Image-grounded pointing data:
========
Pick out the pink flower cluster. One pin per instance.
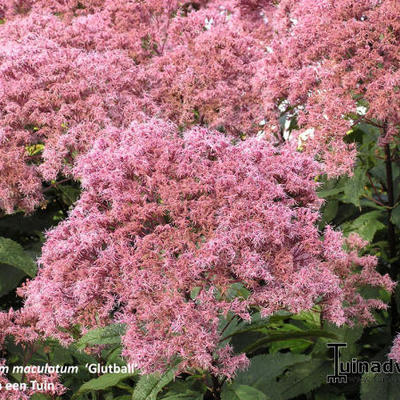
(168, 222)
(20, 325)
(334, 64)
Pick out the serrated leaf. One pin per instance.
(365, 225)
(110, 334)
(14, 255)
(354, 187)
(302, 378)
(149, 386)
(264, 369)
(276, 337)
(185, 391)
(242, 392)
(10, 278)
(103, 382)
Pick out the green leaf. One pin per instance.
(276, 337)
(302, 378)
(149, 386)
(103, 382)
(365, 225)
(69, 194)
(9, 278)
(241, 392)
(14, 255)
(395, 217)
(354, 188)
(330, 210)
(185, 391)
(110, 334)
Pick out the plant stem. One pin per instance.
(391, 237)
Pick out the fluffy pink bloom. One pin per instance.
(329, 59)
(168, 222)
(69, 68)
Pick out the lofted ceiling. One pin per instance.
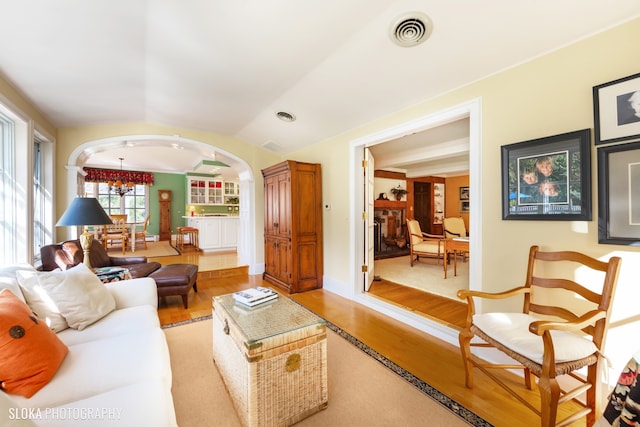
(229, 66)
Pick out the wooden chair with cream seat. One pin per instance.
(454, 227)
(141, 235)
(423, 244)
(116, 232)
(547, 339)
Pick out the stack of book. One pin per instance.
(112, 274)
(255, 296)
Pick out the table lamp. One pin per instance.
(84, 211)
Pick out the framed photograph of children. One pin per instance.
(548, 178)
(619, 194)
(616, 110)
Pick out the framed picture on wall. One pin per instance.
(548, 178)
(616, 110)
(619, 194)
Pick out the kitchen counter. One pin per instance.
(216, 232)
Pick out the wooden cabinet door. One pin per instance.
(270, 205)
(285, 272)
(283, 206)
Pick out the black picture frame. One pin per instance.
(616, 110)
(619, 194)
(548, 178)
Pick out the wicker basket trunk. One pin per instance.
(273, 360)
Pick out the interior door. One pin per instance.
(368, 218)
(422, 207)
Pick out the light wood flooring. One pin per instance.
(432, 360)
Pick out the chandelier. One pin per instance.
(118, 186)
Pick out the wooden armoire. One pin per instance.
(293, 226)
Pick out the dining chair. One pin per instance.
(548, 339)
(423, 244)
(454, 227)
(141, 234)
(116, 232)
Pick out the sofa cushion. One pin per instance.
(30, 353)
(9, 281)
(118, 322)
(12, 416)
(110, 363)
(77, 294)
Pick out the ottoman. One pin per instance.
(176, 279)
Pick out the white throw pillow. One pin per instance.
(76, 294)
(9, 280)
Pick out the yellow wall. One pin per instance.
(547, 96)
(15, 98)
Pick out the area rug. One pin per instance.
(425, 275)
(365, 388)
(154, 249)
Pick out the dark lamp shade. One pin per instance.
(84, 211)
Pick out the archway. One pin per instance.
(246, 249)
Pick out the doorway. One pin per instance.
(247, 252)
(470, 110)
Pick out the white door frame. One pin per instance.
(471, 109)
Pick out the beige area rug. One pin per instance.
(154, 249)
(425, 275)
(362, 392)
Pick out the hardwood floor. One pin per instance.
(437, 363)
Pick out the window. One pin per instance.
(7, 188)
(39, 202)
(135, 203)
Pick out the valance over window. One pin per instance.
(106, 175)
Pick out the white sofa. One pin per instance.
(117, 371)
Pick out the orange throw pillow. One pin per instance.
(30, 353)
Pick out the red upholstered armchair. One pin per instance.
(68, 254)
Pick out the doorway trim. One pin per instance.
(471, 109)
(247, 228)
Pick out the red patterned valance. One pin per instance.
(106, 175)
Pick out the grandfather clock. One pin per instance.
(165, 214)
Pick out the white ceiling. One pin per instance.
(227, 66)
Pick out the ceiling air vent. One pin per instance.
(285, 117)
(411, 29)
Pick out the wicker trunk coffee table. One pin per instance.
(272, 359)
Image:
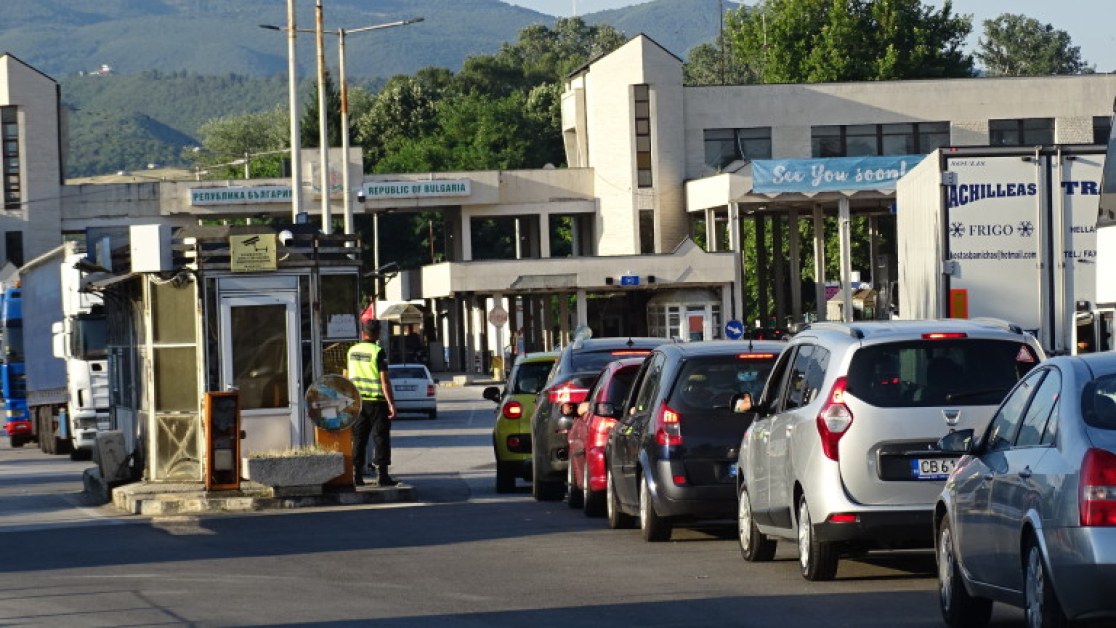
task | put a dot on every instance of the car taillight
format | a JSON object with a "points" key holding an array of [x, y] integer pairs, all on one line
{"points": [[667, 426], [1098, 488], [567, 394], [512, 409], [604, 427], [834, 419]]}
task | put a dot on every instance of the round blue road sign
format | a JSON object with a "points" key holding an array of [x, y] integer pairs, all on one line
{"points": [[733, 329]]}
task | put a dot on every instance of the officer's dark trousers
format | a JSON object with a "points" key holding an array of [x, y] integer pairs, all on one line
{"points": [[373, 422]]}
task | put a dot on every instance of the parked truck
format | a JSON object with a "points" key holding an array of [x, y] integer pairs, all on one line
{"points": [[1007, 233], [12, 378], [65, 340]]}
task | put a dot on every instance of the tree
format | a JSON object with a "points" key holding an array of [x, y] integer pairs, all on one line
{"points": [[829, 40], [1019, 46]]}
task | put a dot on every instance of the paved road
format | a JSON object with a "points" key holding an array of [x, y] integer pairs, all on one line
{"points": [[463, 556]]}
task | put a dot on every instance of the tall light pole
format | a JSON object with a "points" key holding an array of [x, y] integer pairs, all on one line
{"points": [[346, 194]]}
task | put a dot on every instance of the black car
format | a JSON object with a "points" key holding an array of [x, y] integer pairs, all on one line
{"points": [[673, 455], [567, 386]]}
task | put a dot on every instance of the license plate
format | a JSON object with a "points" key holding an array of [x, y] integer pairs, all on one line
{"points": [[932, 469]]}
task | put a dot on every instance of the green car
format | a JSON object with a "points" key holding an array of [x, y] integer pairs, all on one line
{"points": [[511, 435]]}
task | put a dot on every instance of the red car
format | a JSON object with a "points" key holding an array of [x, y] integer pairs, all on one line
{"points": [[594, 421]]}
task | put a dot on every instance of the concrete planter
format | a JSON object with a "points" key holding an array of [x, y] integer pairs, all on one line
{"points": [[297, 473]]}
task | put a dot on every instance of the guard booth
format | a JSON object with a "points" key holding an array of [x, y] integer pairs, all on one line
{"points": [[215, 309]]}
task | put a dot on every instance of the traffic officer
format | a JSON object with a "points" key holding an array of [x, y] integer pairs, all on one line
{"points": [[367, 368]]}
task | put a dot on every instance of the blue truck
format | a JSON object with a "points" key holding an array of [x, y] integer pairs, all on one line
{"points": [[12, 370]]}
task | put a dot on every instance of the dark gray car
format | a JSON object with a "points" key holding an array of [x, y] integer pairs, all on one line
{"points": [[1029, 515]]}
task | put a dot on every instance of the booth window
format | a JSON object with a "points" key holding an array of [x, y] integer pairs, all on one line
{"points": [[873, 139], [727, 145], [1020, 132], [9, 157], [642, 105]]}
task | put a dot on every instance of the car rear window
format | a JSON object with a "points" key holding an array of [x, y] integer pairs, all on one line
{"points": [[710, 383], [596, 360], [531, 377], [960, 372], [406, 373], [1098, 403]]}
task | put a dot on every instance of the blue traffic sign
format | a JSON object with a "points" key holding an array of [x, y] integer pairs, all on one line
{"points": [[733, 329]]}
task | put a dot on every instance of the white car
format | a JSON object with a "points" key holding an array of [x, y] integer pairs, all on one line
{"points": [[415, 390]]}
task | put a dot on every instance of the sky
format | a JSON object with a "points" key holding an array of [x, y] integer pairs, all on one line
{"points": [[1087, 21]]}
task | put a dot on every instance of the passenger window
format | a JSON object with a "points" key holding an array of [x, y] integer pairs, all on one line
{"points": [[648, 384], [772, 392], [1044, 404], [797, 385], [1001, 432]]}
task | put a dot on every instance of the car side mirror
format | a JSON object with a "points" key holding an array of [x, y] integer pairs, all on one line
{"points": [[742, 403], [491, 393], [960, 442]]}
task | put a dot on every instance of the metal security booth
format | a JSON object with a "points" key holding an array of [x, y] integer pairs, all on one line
{"points": [[250, 309]]}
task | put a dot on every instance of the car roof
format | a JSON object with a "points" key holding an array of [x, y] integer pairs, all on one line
{"points": [[725, 347], [908, 329]]}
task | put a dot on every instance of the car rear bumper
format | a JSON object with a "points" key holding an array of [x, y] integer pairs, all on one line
{"points": [[1083, 564], [886, 529]]}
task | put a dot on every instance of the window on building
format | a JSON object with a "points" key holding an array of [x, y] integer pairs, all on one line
{"points": [[1020, 132], [868, 139], [9, 158], [642, 102], [646, 232], [13, 247], [1102, 128], [727, 145]]}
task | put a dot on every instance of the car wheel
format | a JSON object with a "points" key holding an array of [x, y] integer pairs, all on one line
{"points": [[573, 491], [754, 546], [593, 502], [655, 529], [959, 608], [617, 518], [816, 560], [504, 479], [541, 490], [1041, 609]]}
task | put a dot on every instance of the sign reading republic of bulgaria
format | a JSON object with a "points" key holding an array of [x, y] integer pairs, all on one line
{"points": [[415, 189]]}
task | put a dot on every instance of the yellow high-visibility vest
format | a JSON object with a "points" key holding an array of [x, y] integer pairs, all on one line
{"points": [[364, 369]]}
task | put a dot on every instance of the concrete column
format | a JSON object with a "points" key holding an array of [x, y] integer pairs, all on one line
{"points": [[819, 261], [794, 248], [844, 225]]}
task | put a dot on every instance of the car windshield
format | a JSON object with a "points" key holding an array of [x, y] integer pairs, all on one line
{"points": [[1098, 403], [710, 383], [596, 360], [935, 373], [406, 373], [530, 377]]}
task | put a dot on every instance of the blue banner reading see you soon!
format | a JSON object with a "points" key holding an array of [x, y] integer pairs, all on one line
{"points": [[830, 174]]}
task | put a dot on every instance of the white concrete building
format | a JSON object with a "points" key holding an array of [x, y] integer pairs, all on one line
{"points": [[651, 162]]}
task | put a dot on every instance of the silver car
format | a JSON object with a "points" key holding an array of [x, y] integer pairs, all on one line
{"points": [[842, 454], [1028, 518]]}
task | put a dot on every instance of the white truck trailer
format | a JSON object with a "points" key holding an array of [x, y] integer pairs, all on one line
{"points": [[1007, 233], [64, 331]]}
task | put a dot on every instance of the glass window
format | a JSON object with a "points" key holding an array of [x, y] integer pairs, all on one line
{"points": [[936, 373], [1044, 405], [1001, 431]]}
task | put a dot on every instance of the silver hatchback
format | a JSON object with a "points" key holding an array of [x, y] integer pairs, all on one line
{"points": [[1029, 515], [842, 454]]}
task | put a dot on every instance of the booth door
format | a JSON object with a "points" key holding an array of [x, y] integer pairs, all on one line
{"points": [[259, 340]]}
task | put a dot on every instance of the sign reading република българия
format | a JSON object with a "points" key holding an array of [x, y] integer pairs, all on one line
{"points": [[374, 190]]}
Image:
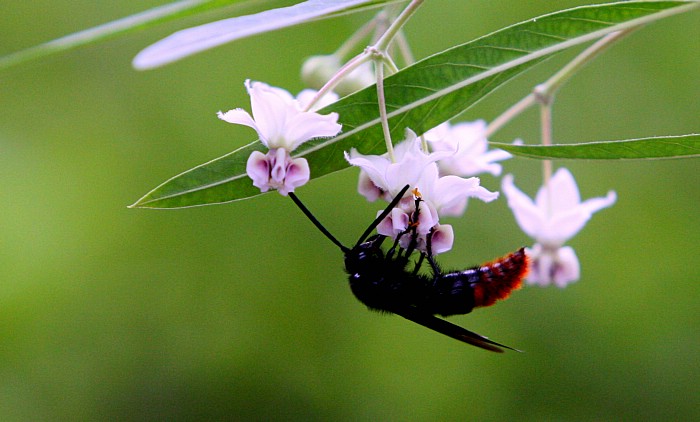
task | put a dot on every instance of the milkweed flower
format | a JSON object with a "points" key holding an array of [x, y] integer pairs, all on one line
{"points": [[447, 195], [282, 125], [555, 216], [467, 141]]}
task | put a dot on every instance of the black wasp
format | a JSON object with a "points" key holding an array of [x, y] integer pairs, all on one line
{"points": [[383, 281]]}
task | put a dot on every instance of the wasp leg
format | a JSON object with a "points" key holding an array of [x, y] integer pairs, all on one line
{"points": [[416, 268], [429, 254]]}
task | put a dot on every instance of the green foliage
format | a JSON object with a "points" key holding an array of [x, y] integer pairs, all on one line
{"points": [[662, 147], [419, 97]]}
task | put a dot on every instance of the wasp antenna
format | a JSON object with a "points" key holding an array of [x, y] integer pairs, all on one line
{"points": [[317, 223], [382, 216]]}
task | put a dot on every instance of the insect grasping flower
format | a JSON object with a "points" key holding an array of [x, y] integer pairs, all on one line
{"points": [[282, 125], [447, 195], [555, 216], [467, 141]]}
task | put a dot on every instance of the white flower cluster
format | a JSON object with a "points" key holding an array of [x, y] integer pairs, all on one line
{"points": [[441, 177]]}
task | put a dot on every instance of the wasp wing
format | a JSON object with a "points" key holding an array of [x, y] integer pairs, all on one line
{"points": [[449, 329]]}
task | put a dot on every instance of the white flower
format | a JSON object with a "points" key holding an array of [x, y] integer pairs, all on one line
{"points": [[282, 125], [388, 178], [467, 140], [380, 177], [555, 216]]}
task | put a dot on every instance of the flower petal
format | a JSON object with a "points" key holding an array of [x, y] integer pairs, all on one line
{"points": [[529, 217], [298, 174], [258, 169]]}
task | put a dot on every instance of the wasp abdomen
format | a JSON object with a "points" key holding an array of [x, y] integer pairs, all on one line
{"points": [[461, 291]]}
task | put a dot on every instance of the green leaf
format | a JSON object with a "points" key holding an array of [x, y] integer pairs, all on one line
{"points": [[113, 29], [419, 97], [139, 21], [200, 38], [662, 147]]}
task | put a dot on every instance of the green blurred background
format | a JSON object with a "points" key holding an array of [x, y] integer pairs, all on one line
{"points": [[242, 311]]}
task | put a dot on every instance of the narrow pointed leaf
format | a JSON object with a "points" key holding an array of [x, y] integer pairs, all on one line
{"points": [[200, 38], [419, 97], [662, 147], [123, 26]]}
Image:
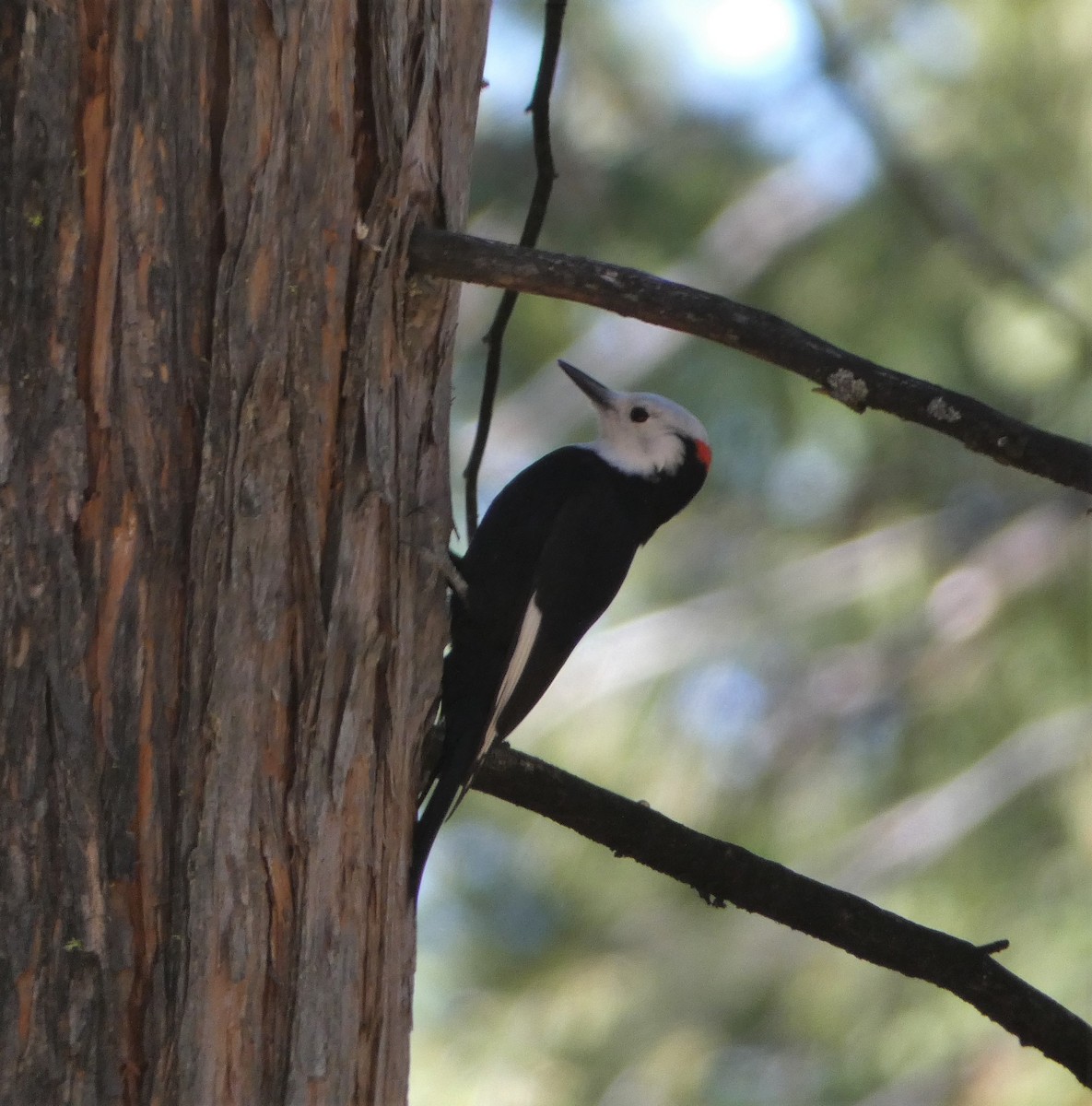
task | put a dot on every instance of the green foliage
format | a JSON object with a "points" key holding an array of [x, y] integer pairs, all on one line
{"points": [[863, 652]]}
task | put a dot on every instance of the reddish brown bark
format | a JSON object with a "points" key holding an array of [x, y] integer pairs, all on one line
{"points": [[222, 478]]}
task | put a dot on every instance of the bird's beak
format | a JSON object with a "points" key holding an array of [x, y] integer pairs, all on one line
{"points": [[599, 394]]}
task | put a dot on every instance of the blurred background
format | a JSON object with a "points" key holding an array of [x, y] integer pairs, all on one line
{"points": [[863, 652]]}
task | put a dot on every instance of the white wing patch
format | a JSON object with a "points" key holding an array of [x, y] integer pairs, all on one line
{"points": [[525, 641]]}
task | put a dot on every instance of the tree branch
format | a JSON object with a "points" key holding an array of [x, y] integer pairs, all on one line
{"points": [[853, 381], [722, 873], [536, 216]]}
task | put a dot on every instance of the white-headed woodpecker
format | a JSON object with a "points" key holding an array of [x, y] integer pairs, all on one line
{"points": [[546, 561]]}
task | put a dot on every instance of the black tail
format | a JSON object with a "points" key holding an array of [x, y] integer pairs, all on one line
{"points": [[452, 773]]}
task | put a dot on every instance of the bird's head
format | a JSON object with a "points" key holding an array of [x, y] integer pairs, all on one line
{"points": [[639, 432]]}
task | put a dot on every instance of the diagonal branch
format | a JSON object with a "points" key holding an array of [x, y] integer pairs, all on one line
{"points": [[536, 216], [853, 381], [722, 873]]}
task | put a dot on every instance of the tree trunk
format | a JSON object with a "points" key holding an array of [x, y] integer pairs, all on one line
{"points": [[223, 482]]}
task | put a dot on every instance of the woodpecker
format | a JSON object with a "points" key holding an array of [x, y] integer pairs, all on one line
{"points": [[546, 561]]}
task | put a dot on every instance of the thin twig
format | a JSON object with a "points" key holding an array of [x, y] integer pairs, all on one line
{"points": [[722, 873], [853, 381], [536, 215]]}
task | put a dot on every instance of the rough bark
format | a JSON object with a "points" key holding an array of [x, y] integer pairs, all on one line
{"points": [[222, 479]]}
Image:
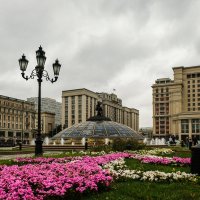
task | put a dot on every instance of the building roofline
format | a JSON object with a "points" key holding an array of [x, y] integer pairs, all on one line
{"points": [[78, 89], [182, 67], [15, 99]]}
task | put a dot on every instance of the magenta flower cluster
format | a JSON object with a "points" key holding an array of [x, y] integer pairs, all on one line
{"points": [[162, 160], [57, 178]]}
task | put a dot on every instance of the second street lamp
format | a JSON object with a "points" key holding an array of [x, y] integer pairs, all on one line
{"points": [[39, 72]]}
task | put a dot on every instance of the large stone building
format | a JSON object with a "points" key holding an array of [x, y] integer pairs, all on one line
{"points": [[78, 105], [176, 104], [48, 105], [17, 120]]}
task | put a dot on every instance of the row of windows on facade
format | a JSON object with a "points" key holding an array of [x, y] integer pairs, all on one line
{"points": [[11, 134], [13, 111], [14, 118], [195, 125], [13, 126], [194, 75], [16, 105]]}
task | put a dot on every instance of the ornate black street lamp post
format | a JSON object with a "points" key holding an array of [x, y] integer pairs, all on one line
{"points": [[39, 72]]}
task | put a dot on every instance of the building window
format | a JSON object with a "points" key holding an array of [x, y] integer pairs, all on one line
{"points": [[195, 125], [184, 126]]}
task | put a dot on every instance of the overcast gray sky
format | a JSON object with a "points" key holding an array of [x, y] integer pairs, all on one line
{"points": [[101, 44]]}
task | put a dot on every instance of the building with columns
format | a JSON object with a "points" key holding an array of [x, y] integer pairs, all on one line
========
## Exercise requirements
Your answer should be the exact lines above from the one with "task | put a dot on every instance of the paved" through the one with "the red car", both included, and nothing besides.

## Answer to this task
task | put a dot on every instance of the paved road
format | a JSON object with a "points" key holding an array of [x, y] integer pairs, all on one line
{"points": [[463, 556]]}
task | put a dot on every instance of the tall light pole
format | a JSON object with a "points" key holding an array of [x, y] integer pairs, all on one line
{"points": [[346, 194]]}
task | put a dot on every instance of the black car
format | a JSON object with a "points" key holding an array of [x, y] integer pairs, all on one line
{"points": [[673, 455], [567, 386]]}
task | put a dot on every instance of the license plate
format | a JSON object with a "points" key holding an array of [x, y] integer pairs, all on one line
{"points": [[932, 469]]}
task | put a dot on every instance of the green car
format | a JSON object with a "points" key holding an array of [x, y] integer pairs, all on one line
{"points": [[511, 435]]}
task | put a dot on every instance of the red car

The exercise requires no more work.